[Named object pointing entries]
● ● ● ●

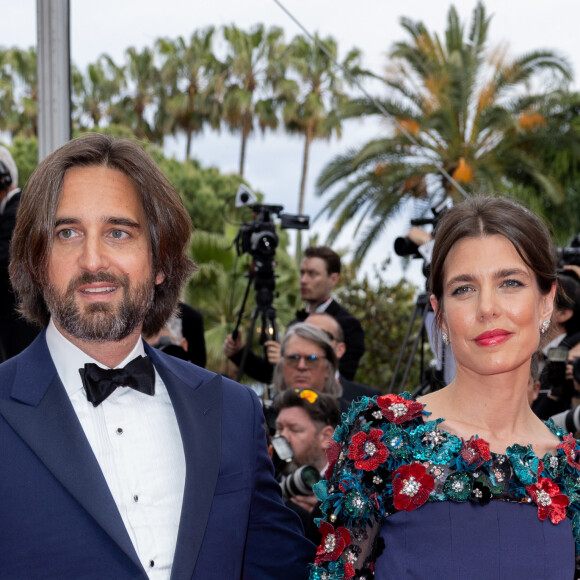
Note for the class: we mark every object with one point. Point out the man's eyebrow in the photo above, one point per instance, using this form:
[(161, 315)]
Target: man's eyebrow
[(115, 221)]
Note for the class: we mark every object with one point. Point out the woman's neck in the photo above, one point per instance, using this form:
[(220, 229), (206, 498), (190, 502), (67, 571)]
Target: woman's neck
[(494, 407)]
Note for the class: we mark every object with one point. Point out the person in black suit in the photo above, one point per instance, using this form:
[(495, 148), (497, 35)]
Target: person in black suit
[(319, 274), (15, 332), (350, 389), (118, 460)]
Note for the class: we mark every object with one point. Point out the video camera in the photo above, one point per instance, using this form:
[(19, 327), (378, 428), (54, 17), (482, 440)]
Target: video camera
[(293, 480), (404, 246), (258, 238)]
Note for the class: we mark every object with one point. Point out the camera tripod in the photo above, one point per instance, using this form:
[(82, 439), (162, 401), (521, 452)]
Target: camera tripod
[(264, 284), (431, 379)]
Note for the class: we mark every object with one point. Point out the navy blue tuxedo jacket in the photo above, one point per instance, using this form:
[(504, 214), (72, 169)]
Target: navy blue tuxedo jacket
[(58, 519)]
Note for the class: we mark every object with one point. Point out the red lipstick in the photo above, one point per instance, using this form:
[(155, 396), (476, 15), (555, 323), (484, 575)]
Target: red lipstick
[(493, 337)]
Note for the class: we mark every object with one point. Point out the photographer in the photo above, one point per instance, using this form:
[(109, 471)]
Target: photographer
[(319, 274), (556, 385), (306, 419), (15, 332)]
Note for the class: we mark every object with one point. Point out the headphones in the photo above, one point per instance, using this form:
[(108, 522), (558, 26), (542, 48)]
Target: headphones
[(5, 177)]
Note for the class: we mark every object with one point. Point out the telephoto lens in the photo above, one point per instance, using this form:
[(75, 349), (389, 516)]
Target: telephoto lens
[(300, 482)]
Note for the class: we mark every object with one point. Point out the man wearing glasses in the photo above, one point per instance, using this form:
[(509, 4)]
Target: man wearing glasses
[(319, 274)]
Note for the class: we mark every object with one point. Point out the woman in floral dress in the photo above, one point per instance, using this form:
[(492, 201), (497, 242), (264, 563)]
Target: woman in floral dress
[(466, 482)]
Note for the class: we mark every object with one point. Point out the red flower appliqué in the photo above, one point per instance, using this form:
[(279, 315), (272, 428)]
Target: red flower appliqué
[(332, 453), (411, 486), (333, 543), (569, 448), (551, 503), (397, 409), (475, 452), (367, 450)]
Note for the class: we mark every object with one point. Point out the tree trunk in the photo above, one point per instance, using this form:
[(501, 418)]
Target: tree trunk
[(243, 153), (301, 195), (188, 145)]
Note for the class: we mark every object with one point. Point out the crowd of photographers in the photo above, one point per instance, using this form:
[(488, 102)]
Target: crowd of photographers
[(310, 371)]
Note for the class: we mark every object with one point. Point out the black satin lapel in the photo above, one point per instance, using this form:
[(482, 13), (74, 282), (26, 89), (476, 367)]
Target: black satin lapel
[(52, 430), (198, 413)]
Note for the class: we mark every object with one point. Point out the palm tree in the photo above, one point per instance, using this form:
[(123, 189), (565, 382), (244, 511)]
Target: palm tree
[(255, 68), (219, 294), (313, 111), (23, 119), (192, 74), (457, 110), (95, 91), (136, 108)]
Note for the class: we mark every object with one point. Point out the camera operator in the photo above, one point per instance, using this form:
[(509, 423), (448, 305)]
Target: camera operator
[(556, 384), (307, 420), (319, 274)]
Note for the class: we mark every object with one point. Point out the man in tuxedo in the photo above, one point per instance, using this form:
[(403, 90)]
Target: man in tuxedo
[(15, 333), (119, 461), (350, 389), (319, 274)]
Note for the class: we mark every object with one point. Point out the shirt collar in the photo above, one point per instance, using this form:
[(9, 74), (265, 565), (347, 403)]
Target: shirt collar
[(68, 358)]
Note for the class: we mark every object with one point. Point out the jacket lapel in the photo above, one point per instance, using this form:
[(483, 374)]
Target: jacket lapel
[(42, 415), (197, 400)]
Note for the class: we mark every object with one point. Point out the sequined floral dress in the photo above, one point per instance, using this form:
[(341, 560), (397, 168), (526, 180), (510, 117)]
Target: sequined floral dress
[(406, 499)]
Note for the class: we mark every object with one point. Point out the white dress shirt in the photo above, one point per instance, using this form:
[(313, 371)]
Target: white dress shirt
[(137, 443)]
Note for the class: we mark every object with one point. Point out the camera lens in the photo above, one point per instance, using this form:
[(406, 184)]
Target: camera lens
[(576, 369), (301, 481), (405, 247)]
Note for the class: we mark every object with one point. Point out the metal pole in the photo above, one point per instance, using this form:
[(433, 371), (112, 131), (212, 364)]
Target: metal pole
[(53, 68)]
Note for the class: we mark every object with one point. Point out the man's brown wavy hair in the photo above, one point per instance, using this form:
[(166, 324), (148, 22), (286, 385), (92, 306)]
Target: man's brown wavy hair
[(167, 219)]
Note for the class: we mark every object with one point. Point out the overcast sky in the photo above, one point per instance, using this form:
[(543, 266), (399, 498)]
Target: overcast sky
[(273, 163)]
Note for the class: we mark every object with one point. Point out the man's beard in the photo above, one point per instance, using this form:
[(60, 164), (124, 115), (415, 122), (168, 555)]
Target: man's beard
[(100, 322)]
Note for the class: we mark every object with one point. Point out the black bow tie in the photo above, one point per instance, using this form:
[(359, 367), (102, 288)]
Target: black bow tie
[(99, 383)]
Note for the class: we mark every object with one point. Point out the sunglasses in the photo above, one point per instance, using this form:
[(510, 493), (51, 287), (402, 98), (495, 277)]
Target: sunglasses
[(310, 360), (307, 394)]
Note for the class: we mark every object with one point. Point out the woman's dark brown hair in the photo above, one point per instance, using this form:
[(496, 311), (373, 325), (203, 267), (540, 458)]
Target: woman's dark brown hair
[(483, 216), (167, 219)]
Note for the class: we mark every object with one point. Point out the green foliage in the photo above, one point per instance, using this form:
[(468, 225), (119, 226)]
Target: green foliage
[(205, 192), (25, 154), (462, 122), (385, 313)]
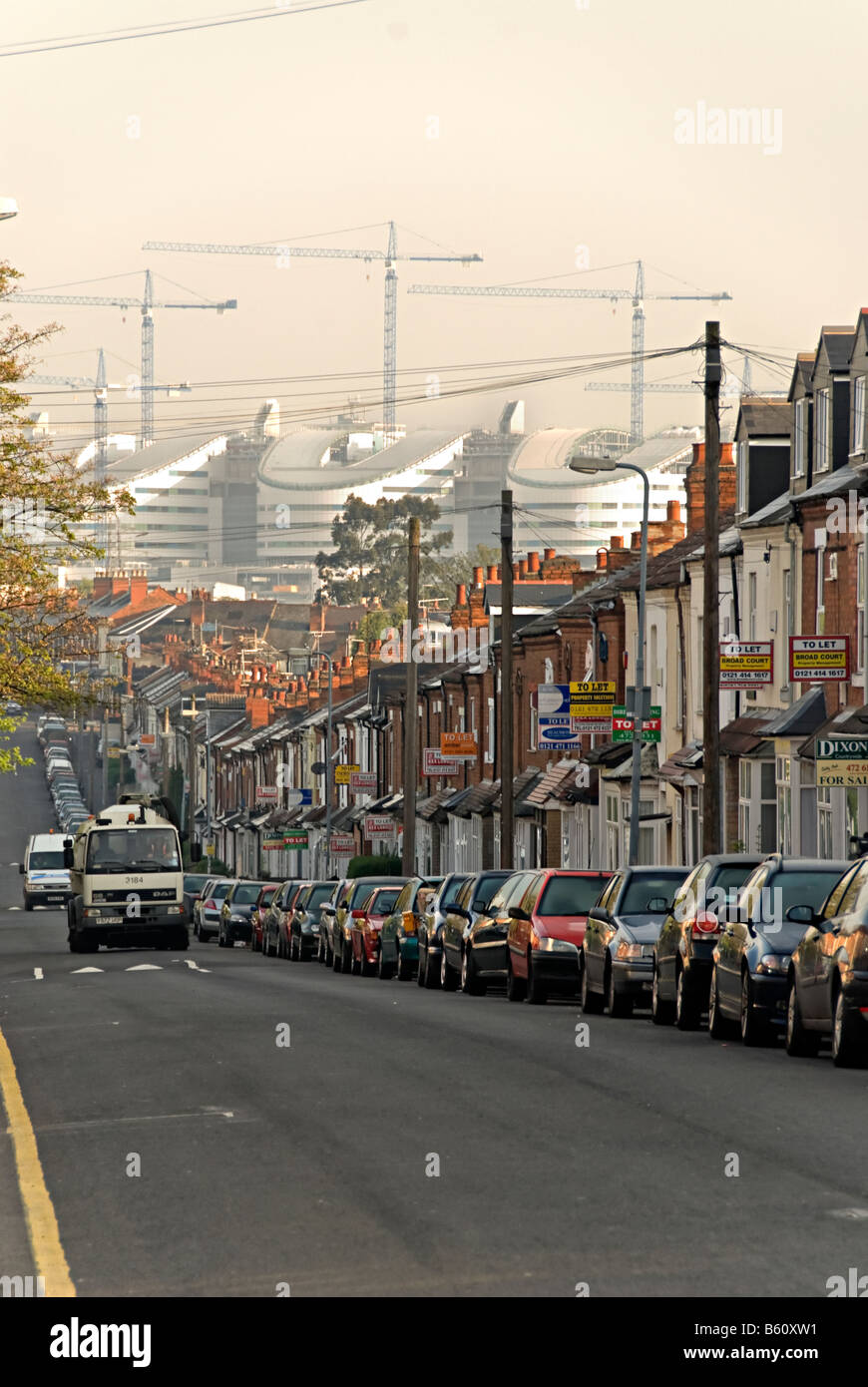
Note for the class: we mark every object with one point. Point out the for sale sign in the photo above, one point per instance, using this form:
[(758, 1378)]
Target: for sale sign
[(746, 665), (842, 760), (434, 763), (818, 658)]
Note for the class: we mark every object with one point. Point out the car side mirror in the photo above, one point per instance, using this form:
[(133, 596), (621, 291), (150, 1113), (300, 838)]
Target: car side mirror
[(800, 914)]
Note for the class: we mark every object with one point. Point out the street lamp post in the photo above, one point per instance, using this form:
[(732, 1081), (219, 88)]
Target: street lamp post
[(587, 463)]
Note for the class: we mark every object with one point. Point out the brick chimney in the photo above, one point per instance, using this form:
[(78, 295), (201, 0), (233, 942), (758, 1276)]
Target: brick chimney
[(694, 486)]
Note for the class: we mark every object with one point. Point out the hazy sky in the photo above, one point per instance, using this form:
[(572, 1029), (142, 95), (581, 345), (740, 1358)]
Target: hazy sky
[(556, 129)]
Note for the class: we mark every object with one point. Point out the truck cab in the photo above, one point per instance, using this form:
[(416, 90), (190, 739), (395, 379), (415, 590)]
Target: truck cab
[(127, 879)]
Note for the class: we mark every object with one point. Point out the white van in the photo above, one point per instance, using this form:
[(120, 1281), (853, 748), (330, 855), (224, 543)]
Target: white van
[(46, 881)]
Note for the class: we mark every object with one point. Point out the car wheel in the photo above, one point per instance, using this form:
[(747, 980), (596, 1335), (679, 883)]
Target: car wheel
[(537, 993), (516, 988), (663, 1013), (448, 977), (618, 1002), (754, 1032), (591, 1002), (849, 1048), (686, 1009), (472, 984), (799, 1041)]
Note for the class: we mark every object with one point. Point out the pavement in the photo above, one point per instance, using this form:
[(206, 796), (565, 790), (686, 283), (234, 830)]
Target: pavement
[(214, 1123)]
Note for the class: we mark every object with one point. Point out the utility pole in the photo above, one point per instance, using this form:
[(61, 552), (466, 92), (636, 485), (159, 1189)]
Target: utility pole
[(411, 715), (506, 679), (710, 703)]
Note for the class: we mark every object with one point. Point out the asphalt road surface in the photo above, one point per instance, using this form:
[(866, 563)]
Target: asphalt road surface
[(305, 1165)]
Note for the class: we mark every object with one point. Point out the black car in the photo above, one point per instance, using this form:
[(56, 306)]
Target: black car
[(474, 934), (620, 936), (235, 911), (430, 928), (828, 975), (753, 953), (682, 955), (304, 925)]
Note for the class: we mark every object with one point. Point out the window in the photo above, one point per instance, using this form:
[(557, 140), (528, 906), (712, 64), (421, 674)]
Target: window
[(740, 475), (800, 441), (824, 821), (857, 416), (822, 433), (860, 607)]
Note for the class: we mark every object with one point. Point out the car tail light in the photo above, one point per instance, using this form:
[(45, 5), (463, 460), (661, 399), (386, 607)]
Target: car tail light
[(704, 925)]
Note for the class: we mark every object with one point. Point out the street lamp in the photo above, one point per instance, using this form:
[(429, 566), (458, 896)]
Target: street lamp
[(588, 463)]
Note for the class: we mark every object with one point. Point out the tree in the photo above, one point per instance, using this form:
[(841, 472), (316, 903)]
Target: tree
[(369, 558), (47, 507)]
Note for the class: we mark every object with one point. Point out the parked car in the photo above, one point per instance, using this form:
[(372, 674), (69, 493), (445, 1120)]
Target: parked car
[(474, 941), (207, 910), (193, 889), (235, 911), (340, 920), (326, 917), (470, 903), (547, 927), (753, 953), (828, 974), (682, 955), (277, 920), (366, 923), (256, 920), (430, 928), (398, 953), (304, 924), (620, 936)]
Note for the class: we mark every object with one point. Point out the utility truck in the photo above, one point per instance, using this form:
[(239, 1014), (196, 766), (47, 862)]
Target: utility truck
[(127, 878)]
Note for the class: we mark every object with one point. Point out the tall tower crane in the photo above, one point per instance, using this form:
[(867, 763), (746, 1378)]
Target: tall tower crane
[(637, 295), (146, 306), (388, 256)]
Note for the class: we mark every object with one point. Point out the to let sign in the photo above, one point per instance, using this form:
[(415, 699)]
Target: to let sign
[(842, 760), (818, 658), (434, 763), (461, 745), (745, 665)]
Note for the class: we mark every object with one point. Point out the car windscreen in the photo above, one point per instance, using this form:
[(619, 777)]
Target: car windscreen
[(651, 886), (570, 895), (46, 861), (134, 849), (319, 893), (245, 893)]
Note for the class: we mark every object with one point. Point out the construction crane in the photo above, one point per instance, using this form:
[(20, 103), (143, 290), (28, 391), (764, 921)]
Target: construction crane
[(637, 295), (390, 323), (739, 388), (146, 306)]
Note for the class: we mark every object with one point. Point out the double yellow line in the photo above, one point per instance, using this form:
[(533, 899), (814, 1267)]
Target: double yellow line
[(36, 1201)]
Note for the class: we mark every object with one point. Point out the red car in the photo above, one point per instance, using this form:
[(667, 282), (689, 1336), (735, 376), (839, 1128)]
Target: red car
[(366, 925), (545, 932), (258, 914)]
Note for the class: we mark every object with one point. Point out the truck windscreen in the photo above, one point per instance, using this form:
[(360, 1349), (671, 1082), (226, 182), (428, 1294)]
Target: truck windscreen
[(134, 849)]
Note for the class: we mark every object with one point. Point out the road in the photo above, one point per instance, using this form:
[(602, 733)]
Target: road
[(265, 1165)]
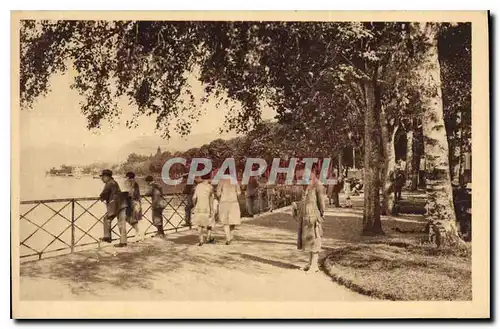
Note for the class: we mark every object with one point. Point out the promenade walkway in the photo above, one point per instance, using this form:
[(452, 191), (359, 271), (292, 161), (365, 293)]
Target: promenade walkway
[(261, 265)]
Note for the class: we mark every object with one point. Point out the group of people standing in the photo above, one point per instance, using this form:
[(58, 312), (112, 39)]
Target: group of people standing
[(126, 206)]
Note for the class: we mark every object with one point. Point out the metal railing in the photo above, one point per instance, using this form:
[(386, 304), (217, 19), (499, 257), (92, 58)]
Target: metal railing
[(59, 226)]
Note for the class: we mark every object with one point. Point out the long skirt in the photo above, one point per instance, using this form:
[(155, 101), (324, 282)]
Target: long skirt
[(202, 219), (229, 213), (309, 237)]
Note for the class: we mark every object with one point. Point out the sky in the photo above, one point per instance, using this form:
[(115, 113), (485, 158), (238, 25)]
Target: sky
[(54, 132)]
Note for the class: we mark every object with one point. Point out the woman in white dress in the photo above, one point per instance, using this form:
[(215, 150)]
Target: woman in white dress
[(229, 207), (203, 212)]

● ● ● ●

* [WHAT THE TASK ASKS]
Edit the lines from the beginning through the line containing "[(293, 480), (404, 246), (258, 238)]", inclusive, so that "one point per instance" reads "one point for each instance" and everything else stays unchanged. Omit the pictures from your answer.

* [FULL RESPONSE]
Note for the class: we mark every object with one point. Point out the man's eyebrow in the photo above, one point for each instance, using this form:
[(161, 315)]
Target: man's eyebrow
[(115, 221)]
Note for the class: we mark every object with one point. Point out the woman's neck in the photo above, one point for each instance, using this form:
[(220, 229), (206, 498), (190, 502), (67, 571)]
Target: woman's neck
[(494, 407)]
Note for the class: we mark every object with one point. Point out the person in black suit in the photo above, one point for each instance, using this form:
[(495, 148), (497, 35)]
Target: person in black suit
[(319, 274), (15, 332), (350, 389), (118, 460)]
Note for the class: we mark every object with one point. Point out the video camera in the photo above, one point for each instance, using this form:
[(19, 327), (378, 428), (54, 17), (482, 440)]
Target: video camera
[(293, 480), (404, 246), (258, 238)]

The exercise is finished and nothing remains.